Extrait de page:
• • • • • • •
Chez Soreau, cette maladie apparaît sous son aspect le plus bas. Chez le musicien Werner, un jeune Allemand qu’il héberge, elle se manifeste aussi, mais sur le plan de la grandeur. Ce Werner a quitté l’Allemagne, non qu’il fût mal avec les nazis: la musique était sa seule passion et le détournait de la politique. Mais il a voulu accompagner en Suisse un ami bolcheviste mourant pour l’aider dans son agonie. Même après la mort de cet ami, il continue de vivre avec lui dans une profonde union: “S’il n’y avait que les vivants, dit Werner, je pense que la terre serait tout à fait inhabitable.”
Il pourrait rentrer en Allemagne, sans être inquiété. Pourquoi décide-t-il de n y revenir qu’après s’être compromis avec les communistes réfugiés à Paris? D’où lui vient ce désir du camp de concentration et peut-être du martyre? Tout le monde aime Werner et il est las d’être aimé de tout le monde. Il déteste de subsister grâce à la sympathie qu’il inspire. Il a horreur de cette part de lui-même qui gagne les cœurs.
Oui, Gabriel Marcel a bien vu ce qui se passe au fond de beaucoup de consciences, aujourd’hui: elles sont devenues de mauvaises consciences. Nous ne sommes plus dans un monde où il nous appartienne de nous installer. Ceux, qui réussissent se sentent les bénéficiaires d’un perpétuel passe-droit.
Pas plus que chez Soreau, ce sentiment chez Werner ne nous paraît d’essence chrétienne. Il a perdu un ami qu’il aimait; peut-être espère-t-il se rapprocher de lui dans la mesure où il s’éloignera d une vie facile? Soreau n’a jamais pu guérir de sa pauvreté; Werner, lui, ne peut guérir de sa tendresse. Imagine-t-il que, dans un camp de concentration ce don qu’il a d’être aimé ne sera plus une facilité comme à Paris, mais servira à diminuer la souffrance des hommes? Werner se moque de la politique: il n’existe pas de “Cause” pour lui, à laquelle il se sacrifierait; rien ne l’intéresse que ce qui est humain.
• • • • • • •
Données de localisation spatiale
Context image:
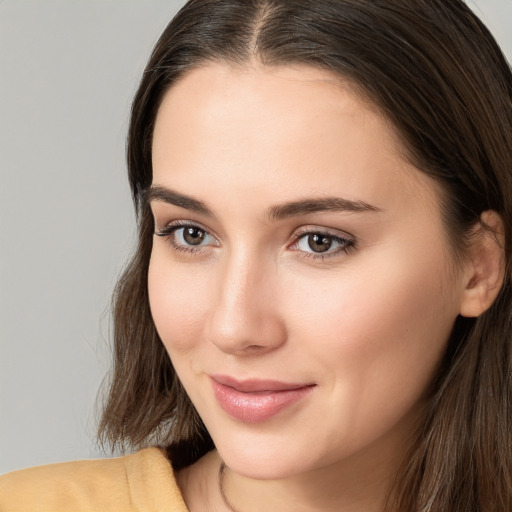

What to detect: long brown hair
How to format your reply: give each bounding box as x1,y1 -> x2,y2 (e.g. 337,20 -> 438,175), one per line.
99,0 -> 512,512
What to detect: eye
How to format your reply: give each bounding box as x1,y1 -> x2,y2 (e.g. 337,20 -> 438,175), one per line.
155,222 -> 219,252
291,231 -> 355,258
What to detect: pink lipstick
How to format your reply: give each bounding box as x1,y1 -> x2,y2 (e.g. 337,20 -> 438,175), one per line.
210,375 -> 315,423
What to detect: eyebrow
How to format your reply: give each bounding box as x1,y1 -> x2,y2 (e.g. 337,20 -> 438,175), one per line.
144,185 -> 382,220
144,185 -> 214,217
268,197 -> 382,220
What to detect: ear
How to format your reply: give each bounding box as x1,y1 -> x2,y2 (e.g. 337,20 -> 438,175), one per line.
459,210 -> 505,317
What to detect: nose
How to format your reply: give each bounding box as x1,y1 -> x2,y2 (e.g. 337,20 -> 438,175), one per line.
206,249 -> 286,356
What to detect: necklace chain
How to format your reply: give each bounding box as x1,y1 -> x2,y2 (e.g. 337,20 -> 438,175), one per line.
219,461 -> 242,512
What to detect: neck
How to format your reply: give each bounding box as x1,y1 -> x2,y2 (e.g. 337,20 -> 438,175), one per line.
218,448 -> 392,512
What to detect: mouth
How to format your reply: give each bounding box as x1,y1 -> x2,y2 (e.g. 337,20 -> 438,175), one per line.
210,375 -> 316,423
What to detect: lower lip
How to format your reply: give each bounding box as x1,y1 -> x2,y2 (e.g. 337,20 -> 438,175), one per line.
211,379 -> 314,423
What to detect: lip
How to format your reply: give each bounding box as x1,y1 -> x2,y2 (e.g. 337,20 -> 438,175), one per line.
210,375 -> 315,423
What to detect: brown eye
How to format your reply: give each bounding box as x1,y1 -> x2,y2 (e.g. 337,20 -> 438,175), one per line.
182,226 -> 205,245
307,233 -> 333,252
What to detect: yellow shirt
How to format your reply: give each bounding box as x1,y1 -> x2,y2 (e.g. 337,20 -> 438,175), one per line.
0,448 -> 188,512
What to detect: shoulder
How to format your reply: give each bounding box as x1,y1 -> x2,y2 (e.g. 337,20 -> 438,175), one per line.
0,448 -> 187,512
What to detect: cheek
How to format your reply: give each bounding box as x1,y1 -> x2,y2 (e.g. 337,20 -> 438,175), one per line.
280,246 -> 458,432
148,247 -> 209,355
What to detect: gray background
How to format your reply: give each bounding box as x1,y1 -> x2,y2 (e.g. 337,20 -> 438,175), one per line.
0,0 -> 512,473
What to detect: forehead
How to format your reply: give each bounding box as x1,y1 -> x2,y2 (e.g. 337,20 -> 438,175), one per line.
153,63 -> 440,218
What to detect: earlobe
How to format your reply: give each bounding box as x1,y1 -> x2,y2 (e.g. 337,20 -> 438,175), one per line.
459,210 -> 505,317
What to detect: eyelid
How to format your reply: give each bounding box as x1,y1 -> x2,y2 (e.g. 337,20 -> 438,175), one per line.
154,220 -> 220,254
288,226 -> 356,260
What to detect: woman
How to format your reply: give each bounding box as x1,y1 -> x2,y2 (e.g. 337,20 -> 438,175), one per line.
0,0 -> 512,512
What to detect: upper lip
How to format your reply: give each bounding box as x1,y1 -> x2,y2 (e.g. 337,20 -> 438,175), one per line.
210,375 -> 314,393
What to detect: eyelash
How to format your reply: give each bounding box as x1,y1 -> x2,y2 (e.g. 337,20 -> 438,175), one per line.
155,222 -> 356,261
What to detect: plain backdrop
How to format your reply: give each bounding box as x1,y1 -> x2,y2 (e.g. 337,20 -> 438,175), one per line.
0,0 -> 512,473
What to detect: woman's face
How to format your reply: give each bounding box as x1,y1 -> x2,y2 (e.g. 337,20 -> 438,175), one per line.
149,64 -> 463,478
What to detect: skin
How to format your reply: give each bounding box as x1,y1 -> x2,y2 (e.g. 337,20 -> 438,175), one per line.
149,63 -> 498,512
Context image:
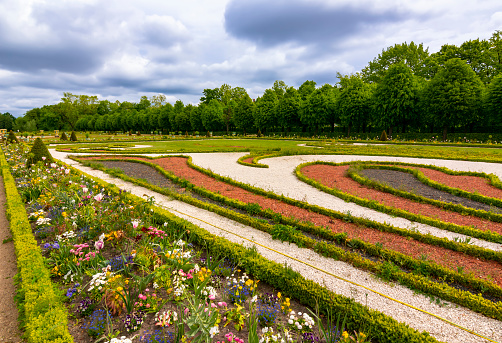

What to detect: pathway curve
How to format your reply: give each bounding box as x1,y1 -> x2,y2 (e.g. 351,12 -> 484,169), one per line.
0,176 -> 23,343
51,152 -> 502,343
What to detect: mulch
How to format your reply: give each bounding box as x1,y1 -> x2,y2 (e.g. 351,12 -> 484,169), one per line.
360,168 -> 502,213
0,176 -> 24,343
79,156 -> 502,286
302,164 -> 502,234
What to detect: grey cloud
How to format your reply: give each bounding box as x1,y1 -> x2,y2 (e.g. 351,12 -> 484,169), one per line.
225,0 -> 406,47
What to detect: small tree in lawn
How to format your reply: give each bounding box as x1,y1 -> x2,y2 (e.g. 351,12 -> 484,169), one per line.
26,138 -> 54,168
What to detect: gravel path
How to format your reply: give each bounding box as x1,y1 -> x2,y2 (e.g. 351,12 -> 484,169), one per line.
51,151 -> 502,343
0,176 -> 23,343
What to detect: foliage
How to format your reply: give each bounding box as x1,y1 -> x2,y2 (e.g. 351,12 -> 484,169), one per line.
26,138 -> 54,167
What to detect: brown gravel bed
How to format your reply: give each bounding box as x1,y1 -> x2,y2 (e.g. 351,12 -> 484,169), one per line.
360,168 -> 502,213
302,164 -> 502,234
80,156 -> 502,286
417,168 -> 502,199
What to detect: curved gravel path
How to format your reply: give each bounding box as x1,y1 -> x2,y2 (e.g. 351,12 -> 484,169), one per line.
359,168 -> 502,213
51,151 -> 502,343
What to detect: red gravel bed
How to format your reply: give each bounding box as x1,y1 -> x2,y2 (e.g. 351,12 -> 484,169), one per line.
80,157 -> 502,286
417,168 -> 502,199
301,164 -> 502,234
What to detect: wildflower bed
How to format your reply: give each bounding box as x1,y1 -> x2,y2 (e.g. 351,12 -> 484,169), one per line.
66,157 -> 502,334
2,145 -> 434,342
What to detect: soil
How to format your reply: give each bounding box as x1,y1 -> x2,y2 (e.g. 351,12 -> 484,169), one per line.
302,164 -> 502,238
0,176 -> 24,343
360,168 -> 502,213
79,156 -> 502,285
417,168 -> 502,199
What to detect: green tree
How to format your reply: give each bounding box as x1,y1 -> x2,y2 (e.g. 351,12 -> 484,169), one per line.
158,103 -> 174,131
253,89 -> 277,132
277,87 -> 301,134
272,80 -> 288,101
336,73 -> 372,136
374,63 -> 419,136
233,93 -> 255,135
423,58 -> 483,140
486,73 -> 502,126
361,41 -> 429,83
190,104 -> 206,132
300,84 -> 335,135
201,99 -> 223,131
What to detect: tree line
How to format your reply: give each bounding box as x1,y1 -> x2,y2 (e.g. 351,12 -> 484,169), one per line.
6,31 -> 502,139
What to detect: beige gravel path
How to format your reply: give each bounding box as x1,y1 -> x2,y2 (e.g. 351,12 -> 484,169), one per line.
0,176 -> 23,343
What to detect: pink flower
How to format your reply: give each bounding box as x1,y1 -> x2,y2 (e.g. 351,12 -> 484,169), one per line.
94,240 -> 105,250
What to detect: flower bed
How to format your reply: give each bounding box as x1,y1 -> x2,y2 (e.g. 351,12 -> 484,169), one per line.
301,164 -> 502,234
4,146 -> 408,342
76,157 -> 502,285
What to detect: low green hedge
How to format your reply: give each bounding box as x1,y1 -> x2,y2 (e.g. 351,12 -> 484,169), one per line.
66,157 -> 444,343
0,149 -> 73,343
348,165 -> 502,224
73,158 -> 502,320
295,161 -> 502,243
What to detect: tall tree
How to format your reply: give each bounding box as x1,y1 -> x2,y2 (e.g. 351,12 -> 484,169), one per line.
424,58 -> 483,140
201,99 -> 223,131
374,63 -> 418,135
486,73 -> 502,126
253,89 -> 277,132
233,93 -> 255,135
277,87 -> 301,134
361,41 -> 429,83
336,73 -> 372,136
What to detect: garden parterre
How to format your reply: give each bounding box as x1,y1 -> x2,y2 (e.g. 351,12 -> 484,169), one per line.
54,155 -> 502,342
5,145 -> 378,342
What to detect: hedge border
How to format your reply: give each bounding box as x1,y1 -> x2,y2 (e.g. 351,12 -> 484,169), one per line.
71,158 -> 502,320
348,163 -> 502,224
0,148 -> 73,343
295,161 -> 502,243
71,163 -> 439,343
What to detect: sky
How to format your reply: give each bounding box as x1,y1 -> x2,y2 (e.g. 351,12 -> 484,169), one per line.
0,0 -> 502,117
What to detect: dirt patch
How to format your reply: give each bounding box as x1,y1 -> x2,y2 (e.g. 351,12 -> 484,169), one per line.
0,176 -> 24,343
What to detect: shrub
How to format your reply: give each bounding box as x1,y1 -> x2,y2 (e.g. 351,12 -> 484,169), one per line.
26,138 -> 54,167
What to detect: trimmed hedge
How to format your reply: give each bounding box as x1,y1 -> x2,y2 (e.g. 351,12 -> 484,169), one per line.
0,149 -> 73,343
295,161 -> 502,243
72,158 -> 502,320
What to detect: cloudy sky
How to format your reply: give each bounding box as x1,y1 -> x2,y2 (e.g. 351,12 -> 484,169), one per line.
0,0 -> 502,117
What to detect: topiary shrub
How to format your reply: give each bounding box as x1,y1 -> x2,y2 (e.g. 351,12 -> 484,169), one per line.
26,138 -> 54,168
7,130 -> 19,144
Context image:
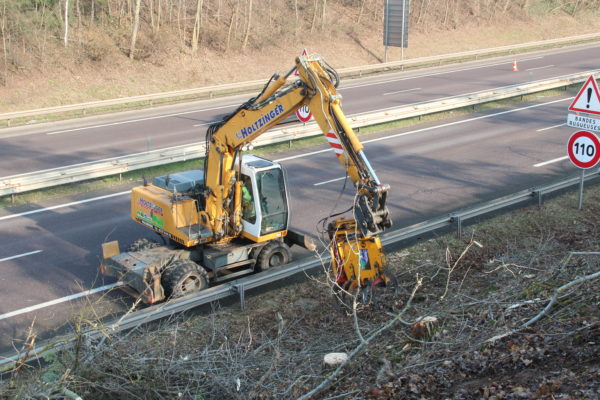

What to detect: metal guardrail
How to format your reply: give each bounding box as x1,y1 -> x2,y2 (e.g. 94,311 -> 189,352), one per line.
0,171 -> 600,373
0,69 -> 600,196
0,33 -> 600,124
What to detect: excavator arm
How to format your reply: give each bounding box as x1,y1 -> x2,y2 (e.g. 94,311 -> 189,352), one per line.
205,55 -> 391,291
204,55 -> 391,239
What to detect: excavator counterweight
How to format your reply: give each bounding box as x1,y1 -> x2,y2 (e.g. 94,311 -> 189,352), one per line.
101,55 -> 391,303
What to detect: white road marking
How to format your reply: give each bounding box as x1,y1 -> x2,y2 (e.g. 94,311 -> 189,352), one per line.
0,250 -> 44,262
536,122 -> 567,132
533,156 -> 569,168
525,65 -> 554,71
363,97 -> 573,143
0,282 -> 122,321
5,97 -> 573,221
310,97 -> 573,186
383,88 -> 421,96
313,176 -> 346,186
46,104 -> 235,135
0,86 -> 573,320
0,190 -> 131,221
37,57 -> 543,135
340,57 -> 544,90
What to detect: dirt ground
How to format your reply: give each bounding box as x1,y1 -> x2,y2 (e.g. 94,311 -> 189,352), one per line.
0,154 -> 600,400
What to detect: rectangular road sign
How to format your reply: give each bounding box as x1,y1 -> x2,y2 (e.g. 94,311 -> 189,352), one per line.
567,113 -> 600,133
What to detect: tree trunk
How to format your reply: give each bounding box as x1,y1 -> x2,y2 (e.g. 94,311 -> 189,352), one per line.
64,0 -> 69,47
321,0 -> 327,30
154,0 -> 162,34
90,0 -> 96,25
0,0 -> 8,86
129,0 -> 142,60
310,0 -> 318,33
294,0 -> 300,36
356,0 -> 367,24
216,0 -> 223,23
242,0 -> 252,50
75,0 -> 82,45
225,0 -> 235,51
192,0 -> 203,54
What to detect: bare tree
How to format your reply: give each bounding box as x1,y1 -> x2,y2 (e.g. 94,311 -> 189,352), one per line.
0,0 -> 8,86
129,0 -> 142,60
310,0 -> 319,33
225,0 -> 239,51
356,0 -> 367,24
192,0 -> 203,54
242,0 -> 252,49
64,0 -> 69,47
321,0 -> 327,30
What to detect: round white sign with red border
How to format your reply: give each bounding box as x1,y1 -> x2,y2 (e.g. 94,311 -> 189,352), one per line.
296,106 -> 312,122
567,131 -> 600,169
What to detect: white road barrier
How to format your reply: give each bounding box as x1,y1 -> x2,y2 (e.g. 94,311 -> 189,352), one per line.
0,70 -> 600,196
0,33 -> 600,124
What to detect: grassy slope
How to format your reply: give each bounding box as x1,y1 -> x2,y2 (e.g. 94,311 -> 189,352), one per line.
0,2 -> 600,111
1,166 -> 600,400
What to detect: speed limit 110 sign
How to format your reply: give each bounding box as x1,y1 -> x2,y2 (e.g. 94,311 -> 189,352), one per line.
567,131 -> 600,169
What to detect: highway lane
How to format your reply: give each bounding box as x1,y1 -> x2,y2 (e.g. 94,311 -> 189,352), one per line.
0,94 -> 575,349
0,45 -> 600,176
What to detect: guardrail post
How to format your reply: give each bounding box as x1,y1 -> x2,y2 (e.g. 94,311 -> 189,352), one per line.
450,215 -> 462,239
531,189 -> 543,209
233,283 -> 246,311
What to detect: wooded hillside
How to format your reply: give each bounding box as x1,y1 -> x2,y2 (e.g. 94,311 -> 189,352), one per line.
0,0 -> 600,108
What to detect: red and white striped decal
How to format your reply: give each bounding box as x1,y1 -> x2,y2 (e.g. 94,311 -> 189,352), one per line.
325,131 -> 344,157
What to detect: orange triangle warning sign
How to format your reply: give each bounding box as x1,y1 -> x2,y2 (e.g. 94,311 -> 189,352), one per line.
294,47 -> 308,76
569,75 -> 600,115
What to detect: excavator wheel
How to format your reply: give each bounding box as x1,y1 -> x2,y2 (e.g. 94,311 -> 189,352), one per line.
162,259 -> 208,298
127,238 -> 160,251
256,240 -> 292,271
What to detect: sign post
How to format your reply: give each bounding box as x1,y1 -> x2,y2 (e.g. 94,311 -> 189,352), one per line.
567,131 -> 600,210
567,75 -> 600,133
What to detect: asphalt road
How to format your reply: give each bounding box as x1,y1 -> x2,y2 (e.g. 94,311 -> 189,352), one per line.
0,45 -> 600,176
0,94 -> 576,353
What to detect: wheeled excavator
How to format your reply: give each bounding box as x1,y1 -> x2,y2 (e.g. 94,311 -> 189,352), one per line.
100,55 -> 391,304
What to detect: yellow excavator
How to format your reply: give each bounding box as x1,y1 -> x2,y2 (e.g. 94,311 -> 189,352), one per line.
100,55 -> 391,304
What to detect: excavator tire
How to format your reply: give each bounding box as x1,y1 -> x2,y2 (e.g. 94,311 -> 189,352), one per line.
256,240 -> 292,271
127,238 -> 160,251
162,259 -> 208,298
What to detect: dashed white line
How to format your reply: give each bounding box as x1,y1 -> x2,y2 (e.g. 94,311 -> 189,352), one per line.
536,122 -> 567,132
533,156 -> 569,168
383,88 -> 421,96
0,250 -> 44,262
0,190 -> 131,221
525,65 -> 554,71
46,104 -> 235,135
340,57 -> 544,90
0,282 -> 122,321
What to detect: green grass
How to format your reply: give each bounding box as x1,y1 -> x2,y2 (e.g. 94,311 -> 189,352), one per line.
0,84 -> 580,207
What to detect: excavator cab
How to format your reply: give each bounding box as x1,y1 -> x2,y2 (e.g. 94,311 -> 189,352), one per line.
241,155 -> 289,242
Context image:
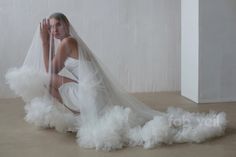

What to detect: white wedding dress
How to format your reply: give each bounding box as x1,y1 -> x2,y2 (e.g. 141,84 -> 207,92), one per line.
6,24 -> 226,151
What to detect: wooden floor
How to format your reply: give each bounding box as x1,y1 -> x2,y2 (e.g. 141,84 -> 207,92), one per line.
0,92 -> 236,157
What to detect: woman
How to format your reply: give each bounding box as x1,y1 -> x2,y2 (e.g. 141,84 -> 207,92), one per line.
6,13 -> 226,150
40,13 -> 79,113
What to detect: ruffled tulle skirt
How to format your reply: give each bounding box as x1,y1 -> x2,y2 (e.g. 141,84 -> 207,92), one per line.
6,67 -> 227,151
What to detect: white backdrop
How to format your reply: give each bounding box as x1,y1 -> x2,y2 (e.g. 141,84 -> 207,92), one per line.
0,0 -> 181,98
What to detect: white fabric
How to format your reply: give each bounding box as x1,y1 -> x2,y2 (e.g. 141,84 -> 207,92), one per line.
6,23 -> 226,151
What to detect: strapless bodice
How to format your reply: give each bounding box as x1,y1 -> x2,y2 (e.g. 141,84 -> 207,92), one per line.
64,57 -> 79,79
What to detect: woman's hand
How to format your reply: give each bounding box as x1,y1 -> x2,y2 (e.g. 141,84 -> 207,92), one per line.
40,18 -> 50,45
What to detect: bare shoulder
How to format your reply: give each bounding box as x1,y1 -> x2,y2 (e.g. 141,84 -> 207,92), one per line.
61,37 -> 78,49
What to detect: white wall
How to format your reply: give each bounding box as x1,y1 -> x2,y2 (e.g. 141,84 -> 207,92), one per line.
181,0 -> 199,102
181,0 -> 236,103
0,0 -> 180,97
199,0 -> 236,102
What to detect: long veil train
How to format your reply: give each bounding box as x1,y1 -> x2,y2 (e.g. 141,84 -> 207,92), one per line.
6,21 -> 226,150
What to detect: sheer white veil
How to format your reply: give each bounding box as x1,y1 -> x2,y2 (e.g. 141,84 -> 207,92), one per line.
6,15 -> 227,150
70,25 -> 162,125
8,17 -> 162,125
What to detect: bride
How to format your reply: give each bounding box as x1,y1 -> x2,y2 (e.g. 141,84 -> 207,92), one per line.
6,13 -> 226,151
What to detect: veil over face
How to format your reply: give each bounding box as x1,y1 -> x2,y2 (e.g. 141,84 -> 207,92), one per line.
6,13 -> 226,150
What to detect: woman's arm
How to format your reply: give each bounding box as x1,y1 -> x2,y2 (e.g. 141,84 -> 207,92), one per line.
40,19 -> 53,72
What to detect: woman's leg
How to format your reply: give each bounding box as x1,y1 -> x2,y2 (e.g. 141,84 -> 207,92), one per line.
49,74 -> 79,114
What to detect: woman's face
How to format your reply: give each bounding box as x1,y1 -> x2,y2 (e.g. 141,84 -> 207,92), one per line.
49,18 -> 69,40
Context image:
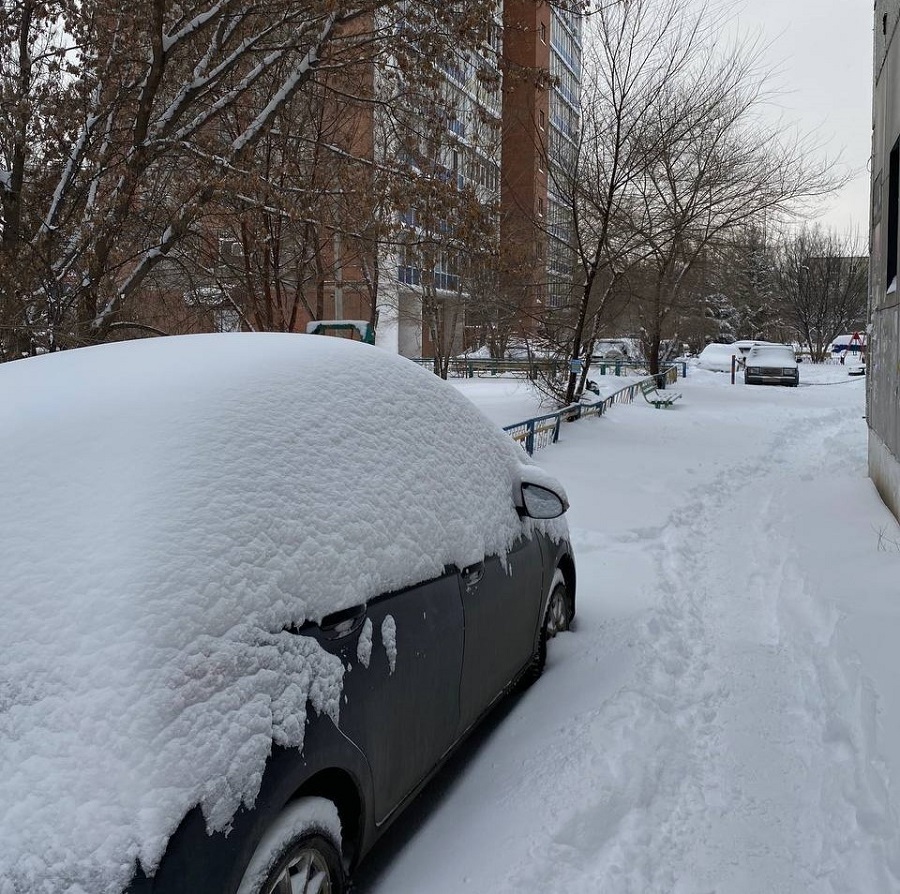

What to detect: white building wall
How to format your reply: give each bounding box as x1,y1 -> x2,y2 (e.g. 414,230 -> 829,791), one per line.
866,0 -> 900,518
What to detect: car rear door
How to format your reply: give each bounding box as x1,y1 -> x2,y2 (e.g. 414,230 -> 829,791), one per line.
460,536 -> 544,732
308,570 -> 463,822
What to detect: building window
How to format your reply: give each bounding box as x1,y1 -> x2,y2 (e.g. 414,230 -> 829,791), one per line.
885,140 -> 900,292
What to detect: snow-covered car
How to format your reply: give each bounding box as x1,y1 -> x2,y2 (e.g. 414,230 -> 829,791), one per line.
744,344 -> 800,386
0,333 -> 575,894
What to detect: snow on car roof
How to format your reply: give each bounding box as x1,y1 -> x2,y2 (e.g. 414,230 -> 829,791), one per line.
0,333 -> 548,894
747,344 -> 796,362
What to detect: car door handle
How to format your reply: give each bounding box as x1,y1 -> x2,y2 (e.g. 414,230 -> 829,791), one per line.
319,605 -> 366,639
460,562 -> 484,588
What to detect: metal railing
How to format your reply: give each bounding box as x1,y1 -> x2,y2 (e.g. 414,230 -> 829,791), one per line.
503,366 -> 678,456
412,357 -> 687,379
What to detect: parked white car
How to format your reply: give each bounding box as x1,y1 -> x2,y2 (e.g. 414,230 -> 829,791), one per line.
744,344 -> 800,387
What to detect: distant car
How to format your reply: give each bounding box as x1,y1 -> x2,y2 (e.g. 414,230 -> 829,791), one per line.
0,333 -> 575,894
744,344 -> 800,386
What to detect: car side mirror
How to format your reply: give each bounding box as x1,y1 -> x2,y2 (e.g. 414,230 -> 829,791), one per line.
518,481 -> 569,518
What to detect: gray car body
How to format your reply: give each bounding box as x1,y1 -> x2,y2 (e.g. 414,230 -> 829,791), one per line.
127,533 -> 575,894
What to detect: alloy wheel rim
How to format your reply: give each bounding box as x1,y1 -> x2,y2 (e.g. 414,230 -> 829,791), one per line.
547,590 -> 566,637
267,848 -> 332,894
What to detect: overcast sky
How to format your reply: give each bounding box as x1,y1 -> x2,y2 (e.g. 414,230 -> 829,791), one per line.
735,0 -> 873,244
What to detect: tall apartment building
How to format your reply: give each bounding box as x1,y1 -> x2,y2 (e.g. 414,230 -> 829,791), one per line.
162,0 -> 581,357
342,0 -> 582,357
501,0 -> 582,329
866,0 -> 900,519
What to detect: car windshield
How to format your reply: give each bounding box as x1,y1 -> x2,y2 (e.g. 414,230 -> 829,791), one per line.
747,345 -> 797,366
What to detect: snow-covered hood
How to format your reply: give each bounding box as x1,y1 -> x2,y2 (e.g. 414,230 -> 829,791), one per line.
0,334 -> 564,894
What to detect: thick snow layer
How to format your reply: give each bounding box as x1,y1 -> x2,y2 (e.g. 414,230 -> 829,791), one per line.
357,363 -> 900,894
0,334 -> 558,894
697,344 -> 741,372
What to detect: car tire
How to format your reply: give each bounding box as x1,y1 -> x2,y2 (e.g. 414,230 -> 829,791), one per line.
522,571 -> 572,686
237,798 -> 346,894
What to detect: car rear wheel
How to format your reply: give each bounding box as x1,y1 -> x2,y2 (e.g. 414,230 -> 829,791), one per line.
237,798 -> 345,894
522,571 -> 572,686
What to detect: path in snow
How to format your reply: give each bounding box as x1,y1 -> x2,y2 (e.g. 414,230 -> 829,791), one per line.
359,373 -> 900,894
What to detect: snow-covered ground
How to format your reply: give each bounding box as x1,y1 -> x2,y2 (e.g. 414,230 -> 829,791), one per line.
356,365 -> 900,894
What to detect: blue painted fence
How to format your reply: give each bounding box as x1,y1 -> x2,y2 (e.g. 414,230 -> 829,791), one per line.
503,366 -> 678,456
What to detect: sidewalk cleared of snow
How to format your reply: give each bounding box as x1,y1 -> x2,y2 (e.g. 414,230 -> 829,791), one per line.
357,366 -> 900,894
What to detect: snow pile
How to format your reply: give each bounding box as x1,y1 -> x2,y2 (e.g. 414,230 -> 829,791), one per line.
0,334 -> 559,894
697,343 -> 741,372
357,363 -> 900,894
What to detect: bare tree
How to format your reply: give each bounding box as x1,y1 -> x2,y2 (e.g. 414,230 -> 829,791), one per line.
777,227 -> 869,362
0,0 -> 493,356
536,0 -> 835,403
• • • • • • •
Consigne à suivre: Recopiez mot pour mot le passage de l'extrait sur Soreau et Werner qui va de « Il pourrait rentrer » jusqu'à « d’un perpétuel passe-droit. ».

Exercice corrigé:
Il pourrait rentrer en Allemagne, sans être inquiété. Pourquoi décide-t-il de n y revenir qu’après s’être compromis avec les communistes réfugiés à Paris? D’où lui vient ce désir du camp de concentration et peut-être du martyre? Tout le monde aime Werner et il est las d’être aimé de tout le monde. Il déteste de subsister grâce à la sympathie qu’il inspire. Il a horreur de cette part de lui-même qui gagne les cœurs.
Oui, Gabriel Marcel a bien vu ce qui se passe au fond de beaucoup de consciences, aujourd’hui: elles sont devenues de mauvaises consciences. Nous ne sommes plus dans un monde où il nous appartienne de nous installer. Ceux, qui réussissent se sentent les bénéficiaires d’un perpétuel passe-droit.